Exercise objective> Retype all of the material below line for line, changing no character.

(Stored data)
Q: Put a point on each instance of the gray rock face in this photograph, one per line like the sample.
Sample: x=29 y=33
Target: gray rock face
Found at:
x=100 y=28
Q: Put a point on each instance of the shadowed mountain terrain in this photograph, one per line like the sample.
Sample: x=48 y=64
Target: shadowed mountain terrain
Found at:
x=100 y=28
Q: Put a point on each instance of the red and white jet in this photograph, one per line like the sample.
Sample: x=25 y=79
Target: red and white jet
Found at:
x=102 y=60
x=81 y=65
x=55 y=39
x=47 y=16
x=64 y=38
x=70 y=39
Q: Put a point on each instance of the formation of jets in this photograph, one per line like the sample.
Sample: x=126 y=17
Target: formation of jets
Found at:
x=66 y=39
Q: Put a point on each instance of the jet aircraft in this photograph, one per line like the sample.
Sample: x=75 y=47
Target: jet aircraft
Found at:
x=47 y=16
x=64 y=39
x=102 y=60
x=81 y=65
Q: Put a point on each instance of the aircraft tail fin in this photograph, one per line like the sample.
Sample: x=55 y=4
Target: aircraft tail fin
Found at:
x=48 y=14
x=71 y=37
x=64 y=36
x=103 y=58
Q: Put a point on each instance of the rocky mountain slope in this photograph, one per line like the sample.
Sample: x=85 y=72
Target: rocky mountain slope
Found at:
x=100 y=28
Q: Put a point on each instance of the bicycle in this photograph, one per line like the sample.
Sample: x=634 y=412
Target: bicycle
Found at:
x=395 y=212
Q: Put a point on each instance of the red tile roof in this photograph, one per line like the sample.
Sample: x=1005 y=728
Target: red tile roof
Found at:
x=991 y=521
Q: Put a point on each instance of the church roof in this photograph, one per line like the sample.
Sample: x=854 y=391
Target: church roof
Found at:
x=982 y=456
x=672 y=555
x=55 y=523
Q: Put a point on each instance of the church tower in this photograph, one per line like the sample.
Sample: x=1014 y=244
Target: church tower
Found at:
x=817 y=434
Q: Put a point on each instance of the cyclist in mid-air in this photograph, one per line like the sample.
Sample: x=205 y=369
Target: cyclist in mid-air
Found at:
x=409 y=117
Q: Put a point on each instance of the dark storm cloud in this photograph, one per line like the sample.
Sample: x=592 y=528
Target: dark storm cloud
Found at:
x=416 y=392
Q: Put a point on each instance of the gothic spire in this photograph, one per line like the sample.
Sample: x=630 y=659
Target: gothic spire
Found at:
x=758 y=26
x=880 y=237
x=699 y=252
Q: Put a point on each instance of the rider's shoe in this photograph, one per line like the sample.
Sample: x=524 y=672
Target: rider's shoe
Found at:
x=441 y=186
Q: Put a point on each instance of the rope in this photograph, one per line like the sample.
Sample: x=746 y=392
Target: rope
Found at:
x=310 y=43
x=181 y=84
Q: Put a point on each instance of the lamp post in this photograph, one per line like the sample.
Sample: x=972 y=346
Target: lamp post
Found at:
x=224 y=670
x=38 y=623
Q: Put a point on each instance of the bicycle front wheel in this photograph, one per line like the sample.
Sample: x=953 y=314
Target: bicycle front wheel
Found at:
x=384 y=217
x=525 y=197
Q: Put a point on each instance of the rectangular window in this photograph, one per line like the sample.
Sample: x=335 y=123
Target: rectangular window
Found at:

Exercise response>
Q: Put a point on each instance of the gray rock face in this photograph, one per line like the sample.
Sample: x=29 y=33
Target: gray rock face
Found at:
x=100 y=28
Q: Put a point on each instance of the shadowed mountain terrain in this photograph, one per line like the sample.
Sample: x=48 y=64
Target: shadowed mountain terrain
Found at:
x=100 y=28
Q: Put a point on each instance of the red and white jet in this photograph, one per line like the sample.
Sample: x=25 y=79
Target: red and white jet
Found at:
x=102 y=60
x=81 y=65
x=55 y=39
x=47 y=16
x=64 y=38
x=70 y=39
Q: Put a point on each instance of the formation of jets in this photograph, one per line like the sample.
Sample: x=126 y=17
Target: formation of jets
Found at:
x=66 y=39
Q: Put a point on each instance of the jet aircraft in this photograph, one per line like the sample.
Sample: x=75 y=47
Target: jet aircraft
Found at:
x=47 y=16
x=64 y=39
x=102 y=60
x=81 y=65
Q: Put a point on each instance of the aircraft tail fin in this photograph, one per line like the sample.
Sample: x=55 y=4
Target: aircraft tail fin
Found at:
x=48 y=14
x=71 y=37
x=64 y=36
x=103 y=58
Q: Put a point on each instance of the rocky mountain slope in this photograph, one per line like the sample.
Sample: x=85 y=72
Target: rocky mountain slope
Found at:
x=100 y=28
Q: Put a point on each instance of the bicycle in this photograph, one per line like the sample.
Sample: x=634 y=412
Target: bicycle
Found at:
x=395 y=212
Q: Put a point on each instance of the red tile roof in this photograph, one per line like the sample.
Sample: x=1005 y=728
Target: red tile roof
Found at:
x=991 y=521
Q: Put a point on each instance of the church roof in this photograph, one per line like the sample.
Sample: x=854 y=391
Target: church roof
Found at:
x=982 y=456
x=672 y=555
x=55 y=523
Q: Put a point on each instance of the church tower in this photograph, one per line like the sample.
Sample: x=1014 y=244
Target: church tower
Found at:
x=817 y=434
Q: Put a point on each instance of the cyclist in mid-air in this photograph, one per line like the sample.
Sample: x=205 y=369
Target: cyclist in mid-air
Found at:
x=409 y=117
Q: Put a point on each instance of the dark storm cloud in this photograph, one per line like the sample.
Sample: x=592 y=528
Target: dark storm cloud
Found at:
x=416 y=392
Q: Put a point on each instance of the gothic spire in this photograph, one per line like the sample.
Sample: x=630 y=659
Target: gothic spire
Found at:
x=758 y=26
x=880 y=237
x=699 y=252
Q: Put a point on each instance of the rider's shoe in this photograph, one per line like the sample.
Sample: x=524 y=672
Target: rider's shoe
Found at:
x=441 y=186
Q: Put a point on each instance of the rope in this photograph, one per line like the sample.
Sample: x=746 y=392
Target: rope
Found at:
x=310 y=43
x=181 y=84
Q: Put a point on each instance of the lamp post in this photograph, one per line like the sample.
Sample: x=972 y=346
Target: lamp post
Found at:
x=224 y=670
x=38 y=623
Q: Put a point on each instance of the bicycle front wheel in this photograph, one per line like the sample.
Sample: x=953 y=314
Target: bicycle front wheel
Found at:
x=384 y=217
x=525 y=197
Q: Put a point on each instance of the rectangular window in this photograph, one per line like the sample.
Sample: x=335 y=123
Target: rectangular window
Found at:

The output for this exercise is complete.